[Stored data entries]

════════

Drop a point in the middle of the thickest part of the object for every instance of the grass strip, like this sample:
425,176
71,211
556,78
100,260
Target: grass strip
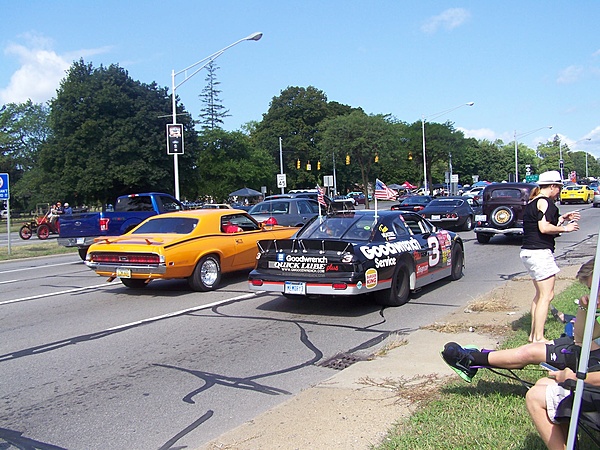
490,413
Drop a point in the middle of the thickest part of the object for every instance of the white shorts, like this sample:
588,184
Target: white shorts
539,263
554,395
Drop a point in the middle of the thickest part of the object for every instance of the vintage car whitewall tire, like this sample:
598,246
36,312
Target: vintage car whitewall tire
207,274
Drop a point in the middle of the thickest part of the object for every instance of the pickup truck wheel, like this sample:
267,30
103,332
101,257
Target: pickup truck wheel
134,283
43,232
458,260
398,294
207,274
483,238
25,232
82,252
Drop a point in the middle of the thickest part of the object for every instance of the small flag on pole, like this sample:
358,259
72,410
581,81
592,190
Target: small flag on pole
321,196
382,192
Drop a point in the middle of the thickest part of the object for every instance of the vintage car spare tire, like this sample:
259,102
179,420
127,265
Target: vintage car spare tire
502,217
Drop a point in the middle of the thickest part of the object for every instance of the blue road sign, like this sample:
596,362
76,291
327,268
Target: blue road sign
4,192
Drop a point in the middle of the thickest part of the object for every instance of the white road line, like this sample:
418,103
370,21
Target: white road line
40,267
52,294
183,311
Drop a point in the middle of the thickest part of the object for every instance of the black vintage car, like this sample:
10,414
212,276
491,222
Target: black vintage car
384,253
502,210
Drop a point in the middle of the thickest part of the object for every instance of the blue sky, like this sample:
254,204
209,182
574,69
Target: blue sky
525,64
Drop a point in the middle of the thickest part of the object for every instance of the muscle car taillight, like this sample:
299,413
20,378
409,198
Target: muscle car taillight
104,223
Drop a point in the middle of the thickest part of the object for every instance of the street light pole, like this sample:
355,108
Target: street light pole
206,61
433,116
517,148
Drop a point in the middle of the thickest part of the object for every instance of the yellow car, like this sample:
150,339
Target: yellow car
576,193
199,245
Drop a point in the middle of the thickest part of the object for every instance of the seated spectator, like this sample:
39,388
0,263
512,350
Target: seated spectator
560,353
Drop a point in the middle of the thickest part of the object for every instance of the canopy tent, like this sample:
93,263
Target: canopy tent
245,192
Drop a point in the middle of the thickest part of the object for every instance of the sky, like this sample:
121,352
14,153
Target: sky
526,64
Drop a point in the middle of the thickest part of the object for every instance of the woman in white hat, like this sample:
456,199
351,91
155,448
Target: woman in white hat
542,222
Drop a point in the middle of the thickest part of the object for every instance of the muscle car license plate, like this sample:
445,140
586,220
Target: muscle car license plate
294,287
123,273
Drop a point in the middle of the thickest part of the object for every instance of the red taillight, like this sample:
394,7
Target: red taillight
104,223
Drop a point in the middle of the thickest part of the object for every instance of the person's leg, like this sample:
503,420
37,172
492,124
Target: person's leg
551,433
539,309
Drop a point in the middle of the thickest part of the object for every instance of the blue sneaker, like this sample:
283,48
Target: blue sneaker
459,359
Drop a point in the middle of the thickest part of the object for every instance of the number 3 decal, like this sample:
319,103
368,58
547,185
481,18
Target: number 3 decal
434,255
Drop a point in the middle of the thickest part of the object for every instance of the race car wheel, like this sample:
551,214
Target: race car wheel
502,216
468,224
458,260
483,238
43,232
398,294
207,274
134,283
25,232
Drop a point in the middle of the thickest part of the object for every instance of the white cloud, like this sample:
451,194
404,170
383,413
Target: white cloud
40,72
570,75
448,20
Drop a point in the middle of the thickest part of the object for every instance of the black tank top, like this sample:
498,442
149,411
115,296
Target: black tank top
533,238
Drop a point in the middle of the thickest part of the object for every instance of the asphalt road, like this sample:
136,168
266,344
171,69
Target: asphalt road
87,364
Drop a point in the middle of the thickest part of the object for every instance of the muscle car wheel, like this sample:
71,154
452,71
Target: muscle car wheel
398,294
207,274
458,259
134,283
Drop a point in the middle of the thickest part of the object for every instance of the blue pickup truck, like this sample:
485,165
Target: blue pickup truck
80,230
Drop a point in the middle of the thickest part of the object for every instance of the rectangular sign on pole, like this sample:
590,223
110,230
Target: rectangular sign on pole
174,139
4,191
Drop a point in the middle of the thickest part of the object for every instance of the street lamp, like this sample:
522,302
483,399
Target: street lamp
206,61
517,148
433,116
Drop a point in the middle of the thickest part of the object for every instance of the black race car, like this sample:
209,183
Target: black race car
386,253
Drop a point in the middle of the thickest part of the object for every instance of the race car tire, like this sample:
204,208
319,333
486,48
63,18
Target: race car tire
207,274
26,233
468,224
483,238
134,283
43,232
398,294
458,260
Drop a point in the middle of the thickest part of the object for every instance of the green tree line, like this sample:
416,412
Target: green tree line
103,135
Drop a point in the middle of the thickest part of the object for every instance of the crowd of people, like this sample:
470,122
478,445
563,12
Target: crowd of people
549,401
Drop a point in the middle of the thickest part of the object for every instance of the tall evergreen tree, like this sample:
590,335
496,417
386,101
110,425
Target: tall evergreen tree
213,113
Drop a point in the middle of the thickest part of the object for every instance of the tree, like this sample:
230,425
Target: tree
213,113
109,138
229,161
360,140
297,116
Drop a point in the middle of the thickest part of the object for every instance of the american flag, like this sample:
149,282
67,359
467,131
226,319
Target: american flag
321,195
382,192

════════

> **Direction**: Repeat precisely the lines of the data starting at the one containing "street lamp, like", last line included.

> **Task answer**:
Drop a point in the middle of the thickest part of the object for every instance of the street lamp, like this sample:
522,302
483,399
Target: street lamp
206,61
517,148
433,116
Drop a point in the middle of the thickest part of the object for every instance of the black race car, like this sample:
209,183
Target: black race car
386,253
Drop a point in the middle of the thickest part of the object for every instance of the race car tire, like this sample:
204,208
319,333
486,48
63,18
Target: race car tire
207,274
26,233
468,224
483,238
134,283
43,232
398,294
458,260
Drop a point in the middle of the thickest part of the object for every instance of the green tree line, like this sample:
416,412
Target: green tree line
103,135
Drop a point in the middle of the thickest part of the object for every instance of the crowd of people, like this sample:
470,122
478,445
563,12
Target: crowd of people
549,401
Drop a point in the middle of the thickest part of the object for every instance of the tall evergreen tree, like this sample:
590,335
496,417
386,101
110,425
Target: tall evergreen tree
213,113
Drop a point in the middle of the thickest part of the object for every instance of the tree, like this sample:
230,425
Target: tree
213,113
109,138
229,161
360,140
297,116
Drop a point in the middle of the thickest part of the object for every instance of the american flag, like this sample:
149,282
67,359
467,131
226,319
Target: american flag
321,195
382,192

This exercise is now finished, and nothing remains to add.